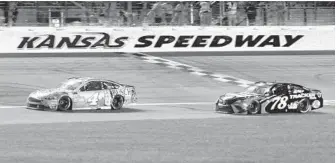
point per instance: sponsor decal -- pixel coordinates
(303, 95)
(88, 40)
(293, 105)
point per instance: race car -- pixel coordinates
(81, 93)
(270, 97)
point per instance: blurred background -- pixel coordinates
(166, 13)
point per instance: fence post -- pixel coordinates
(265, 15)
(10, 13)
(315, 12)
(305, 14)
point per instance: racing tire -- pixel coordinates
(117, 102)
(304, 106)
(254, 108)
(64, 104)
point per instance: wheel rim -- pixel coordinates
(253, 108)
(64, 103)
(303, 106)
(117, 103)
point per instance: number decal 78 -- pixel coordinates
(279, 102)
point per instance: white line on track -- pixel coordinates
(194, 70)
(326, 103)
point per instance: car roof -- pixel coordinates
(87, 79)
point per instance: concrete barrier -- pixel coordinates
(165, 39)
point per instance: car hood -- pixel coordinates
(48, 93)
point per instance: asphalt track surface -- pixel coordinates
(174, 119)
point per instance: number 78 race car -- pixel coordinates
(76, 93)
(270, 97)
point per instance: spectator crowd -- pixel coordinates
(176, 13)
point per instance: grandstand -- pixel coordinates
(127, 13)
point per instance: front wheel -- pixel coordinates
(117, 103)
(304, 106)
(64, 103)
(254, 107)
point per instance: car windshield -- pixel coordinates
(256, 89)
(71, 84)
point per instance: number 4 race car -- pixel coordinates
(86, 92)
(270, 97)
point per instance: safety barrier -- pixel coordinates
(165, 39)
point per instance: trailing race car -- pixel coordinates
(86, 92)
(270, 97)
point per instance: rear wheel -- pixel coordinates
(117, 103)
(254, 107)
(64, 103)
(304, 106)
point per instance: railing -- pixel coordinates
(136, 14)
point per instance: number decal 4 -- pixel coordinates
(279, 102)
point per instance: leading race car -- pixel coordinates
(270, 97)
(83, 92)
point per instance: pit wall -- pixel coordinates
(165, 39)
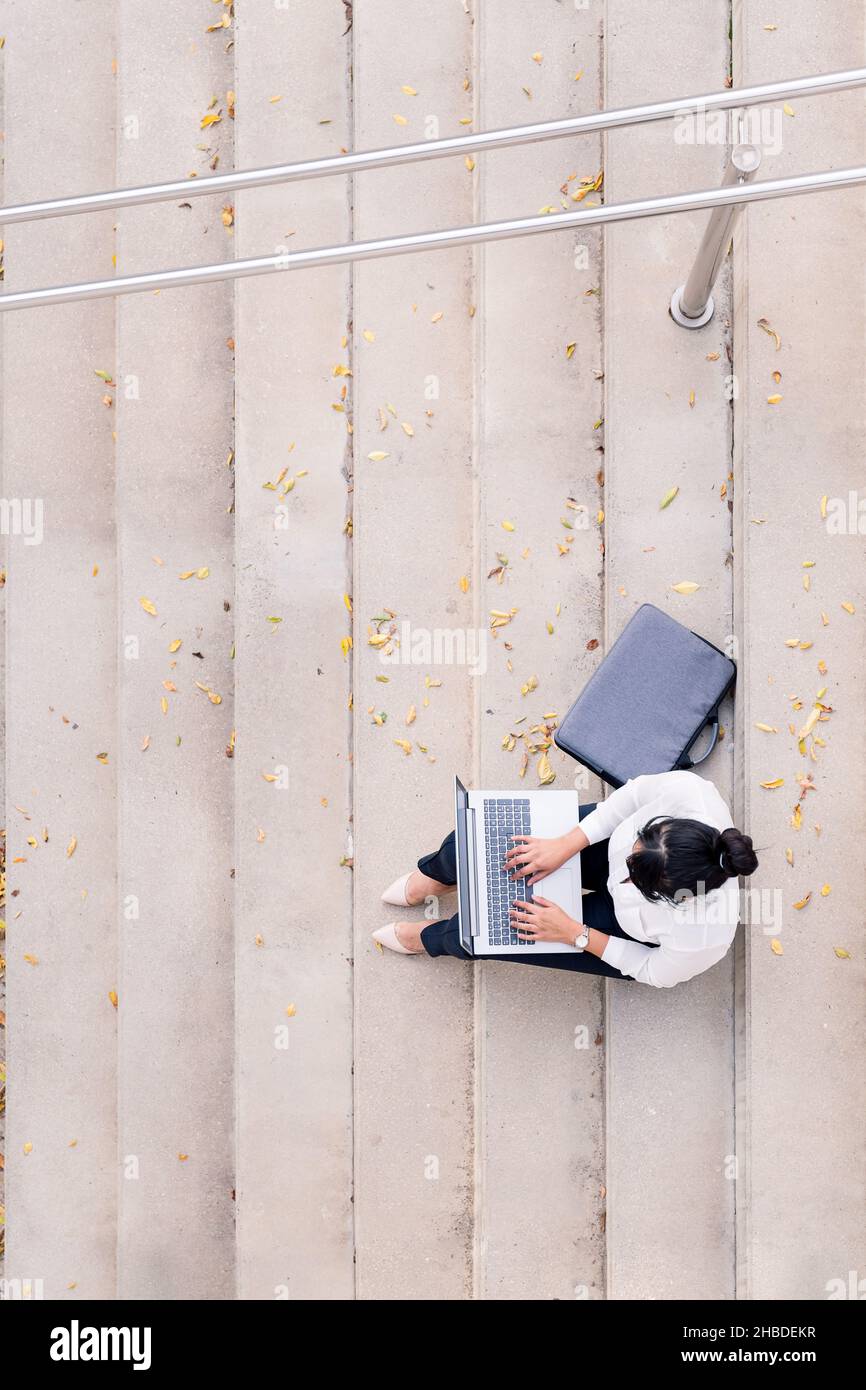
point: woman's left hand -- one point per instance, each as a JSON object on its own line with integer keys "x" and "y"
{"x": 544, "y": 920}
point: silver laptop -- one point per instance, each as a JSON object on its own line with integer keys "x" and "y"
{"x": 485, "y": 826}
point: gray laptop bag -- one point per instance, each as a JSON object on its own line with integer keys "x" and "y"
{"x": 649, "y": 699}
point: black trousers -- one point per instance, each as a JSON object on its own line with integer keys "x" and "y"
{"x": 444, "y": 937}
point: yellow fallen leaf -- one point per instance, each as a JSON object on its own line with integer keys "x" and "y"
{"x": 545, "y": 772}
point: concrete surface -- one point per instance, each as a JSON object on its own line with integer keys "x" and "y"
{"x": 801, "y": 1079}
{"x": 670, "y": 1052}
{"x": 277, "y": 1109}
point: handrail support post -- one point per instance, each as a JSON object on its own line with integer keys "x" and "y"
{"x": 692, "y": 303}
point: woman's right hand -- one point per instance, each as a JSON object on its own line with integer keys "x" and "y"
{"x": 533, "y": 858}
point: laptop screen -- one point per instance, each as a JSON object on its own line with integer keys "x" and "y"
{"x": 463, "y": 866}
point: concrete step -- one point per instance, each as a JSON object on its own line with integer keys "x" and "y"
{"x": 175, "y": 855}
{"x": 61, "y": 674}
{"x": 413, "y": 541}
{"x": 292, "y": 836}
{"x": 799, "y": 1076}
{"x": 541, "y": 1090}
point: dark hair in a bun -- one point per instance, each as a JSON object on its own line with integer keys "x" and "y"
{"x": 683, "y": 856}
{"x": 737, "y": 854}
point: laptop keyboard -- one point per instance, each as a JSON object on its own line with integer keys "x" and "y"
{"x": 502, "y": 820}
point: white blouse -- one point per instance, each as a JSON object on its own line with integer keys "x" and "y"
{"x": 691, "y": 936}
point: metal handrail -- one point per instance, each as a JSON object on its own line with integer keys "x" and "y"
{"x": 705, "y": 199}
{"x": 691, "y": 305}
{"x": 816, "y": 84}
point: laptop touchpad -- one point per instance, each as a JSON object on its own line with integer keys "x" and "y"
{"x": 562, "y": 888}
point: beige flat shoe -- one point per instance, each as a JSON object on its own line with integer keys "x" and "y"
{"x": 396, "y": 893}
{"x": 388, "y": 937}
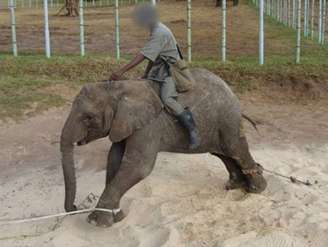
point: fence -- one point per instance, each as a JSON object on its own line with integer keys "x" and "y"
---
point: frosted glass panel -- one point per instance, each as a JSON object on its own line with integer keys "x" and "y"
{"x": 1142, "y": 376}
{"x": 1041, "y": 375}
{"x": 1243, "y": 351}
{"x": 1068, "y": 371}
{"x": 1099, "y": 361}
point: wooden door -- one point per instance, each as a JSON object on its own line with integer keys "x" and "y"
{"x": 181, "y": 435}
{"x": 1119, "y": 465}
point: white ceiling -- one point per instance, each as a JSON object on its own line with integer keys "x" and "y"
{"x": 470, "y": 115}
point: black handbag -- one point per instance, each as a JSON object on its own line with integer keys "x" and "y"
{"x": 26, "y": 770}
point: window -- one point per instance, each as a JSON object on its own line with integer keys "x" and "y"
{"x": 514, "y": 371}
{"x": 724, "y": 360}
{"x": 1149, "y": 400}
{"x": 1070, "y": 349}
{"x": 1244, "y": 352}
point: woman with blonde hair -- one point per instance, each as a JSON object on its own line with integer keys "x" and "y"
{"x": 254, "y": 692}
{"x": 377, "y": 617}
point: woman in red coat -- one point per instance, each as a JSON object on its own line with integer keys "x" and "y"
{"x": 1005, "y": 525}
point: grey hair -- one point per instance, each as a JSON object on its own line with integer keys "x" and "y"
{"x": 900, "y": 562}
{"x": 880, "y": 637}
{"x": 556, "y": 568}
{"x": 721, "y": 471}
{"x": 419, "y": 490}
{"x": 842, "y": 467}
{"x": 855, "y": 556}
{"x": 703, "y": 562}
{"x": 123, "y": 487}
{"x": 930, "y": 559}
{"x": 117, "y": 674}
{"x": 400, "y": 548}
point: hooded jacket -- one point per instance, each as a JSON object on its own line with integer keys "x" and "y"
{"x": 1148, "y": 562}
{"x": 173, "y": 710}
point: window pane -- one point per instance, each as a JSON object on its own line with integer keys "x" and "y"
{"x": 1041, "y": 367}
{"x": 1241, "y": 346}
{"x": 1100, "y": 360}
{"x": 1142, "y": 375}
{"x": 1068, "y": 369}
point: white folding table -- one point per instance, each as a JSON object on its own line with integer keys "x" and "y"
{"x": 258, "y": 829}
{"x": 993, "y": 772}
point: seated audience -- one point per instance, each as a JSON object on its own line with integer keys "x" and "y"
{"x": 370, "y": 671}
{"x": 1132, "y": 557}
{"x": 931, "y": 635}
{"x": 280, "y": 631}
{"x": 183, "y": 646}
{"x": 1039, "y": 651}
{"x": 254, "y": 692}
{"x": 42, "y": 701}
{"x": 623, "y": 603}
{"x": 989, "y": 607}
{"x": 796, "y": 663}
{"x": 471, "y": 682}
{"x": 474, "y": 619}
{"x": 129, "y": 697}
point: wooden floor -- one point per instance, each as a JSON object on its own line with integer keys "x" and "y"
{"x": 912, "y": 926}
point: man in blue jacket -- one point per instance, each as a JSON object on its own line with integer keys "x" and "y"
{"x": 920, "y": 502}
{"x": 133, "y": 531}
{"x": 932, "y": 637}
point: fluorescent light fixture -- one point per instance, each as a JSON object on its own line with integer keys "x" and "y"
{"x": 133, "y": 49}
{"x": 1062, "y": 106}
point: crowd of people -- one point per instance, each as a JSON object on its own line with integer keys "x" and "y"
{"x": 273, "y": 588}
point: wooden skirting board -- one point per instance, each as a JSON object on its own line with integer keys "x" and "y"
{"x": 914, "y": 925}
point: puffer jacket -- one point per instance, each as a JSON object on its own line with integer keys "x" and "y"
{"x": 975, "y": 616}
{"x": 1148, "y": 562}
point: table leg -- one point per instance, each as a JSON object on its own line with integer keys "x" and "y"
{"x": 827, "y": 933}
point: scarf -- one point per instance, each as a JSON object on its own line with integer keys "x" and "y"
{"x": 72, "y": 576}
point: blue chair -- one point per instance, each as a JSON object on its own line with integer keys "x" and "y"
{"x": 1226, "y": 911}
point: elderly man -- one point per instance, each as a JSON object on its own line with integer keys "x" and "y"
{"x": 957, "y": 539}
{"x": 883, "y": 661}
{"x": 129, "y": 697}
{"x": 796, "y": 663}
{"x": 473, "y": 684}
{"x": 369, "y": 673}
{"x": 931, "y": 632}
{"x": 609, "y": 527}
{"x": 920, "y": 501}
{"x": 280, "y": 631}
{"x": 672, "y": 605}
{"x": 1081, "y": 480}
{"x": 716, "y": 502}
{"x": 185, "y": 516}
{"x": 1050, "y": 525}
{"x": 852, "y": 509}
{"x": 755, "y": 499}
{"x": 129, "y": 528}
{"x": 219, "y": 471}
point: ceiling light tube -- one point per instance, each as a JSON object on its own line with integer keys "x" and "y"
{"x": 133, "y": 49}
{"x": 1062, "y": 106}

Goal of the exercise | Exactly the lines above, from the one containing "point: white blouse" down to the one containing "point: fence -- one", are to be repeated, including both ends. Pictures are not part of the copy.

Result |
point: white blouse -- one point per instance, each as a JSON object on its own line with integer keys "x" and "y"
{"x": 691, "y": 936}
point: metal handrail -- one point per instance, each as a JSON object on its own line with integer keys "x" and "y"
{"x": 705, "y": 199}
{"x": 691, "y": 305}
{"x": 816, "y": 84}
point: laptop touchpad -- one point per instance, each as a JSON object on its own line with integer keys "x" and "y"
{"x": 562, "y": 888}
point: beige flat shoe -- one point per instance, each as a JSON object on its own line with integer keys "x" and "y"
{"x": 396, "y": 893}
{"x": 388, "y": 937}
point: fence -- one point per instance, each as a JSON object on its own line with integer keys "x" and "y"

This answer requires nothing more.